BEGIN

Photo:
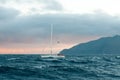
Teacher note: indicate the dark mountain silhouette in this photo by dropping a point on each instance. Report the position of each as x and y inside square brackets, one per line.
[105, 45]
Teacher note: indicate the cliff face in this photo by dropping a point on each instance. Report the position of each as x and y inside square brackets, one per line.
[105, 45]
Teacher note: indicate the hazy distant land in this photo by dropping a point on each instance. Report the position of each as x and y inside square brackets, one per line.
[104, 45]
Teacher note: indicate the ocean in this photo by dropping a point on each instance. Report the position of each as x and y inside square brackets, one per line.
[32, 67]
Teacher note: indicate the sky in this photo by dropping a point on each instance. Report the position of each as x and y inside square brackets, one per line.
[25, 24]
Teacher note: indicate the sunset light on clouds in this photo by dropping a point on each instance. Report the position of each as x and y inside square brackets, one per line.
[25, 24]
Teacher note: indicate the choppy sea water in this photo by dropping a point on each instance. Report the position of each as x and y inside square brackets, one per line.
[31, 67]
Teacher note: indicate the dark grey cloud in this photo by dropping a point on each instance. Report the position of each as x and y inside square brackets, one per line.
[26, 29]
[8, 13]
[52, 5]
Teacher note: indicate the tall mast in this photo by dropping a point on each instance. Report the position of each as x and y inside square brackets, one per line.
[51, 42]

END

#### ACTION ITEM
Print exactly the lines from the one with "Teacher note: indicate the dark grey" through the last line of the material, including both, and no others.

#### SOLUTION
Teacher note: indicate the dark grey cloud in this photo by dropping a point on each instance. Report the position of each as x and y inside square brackets, one per line.
[26, 29]
[8, 13]
[52, 5]
Teacher note: indicate the tall mast in this photo by dropping a point on each instance. Report the position of each as x and y inside square brackets, one per line.
[51, 42]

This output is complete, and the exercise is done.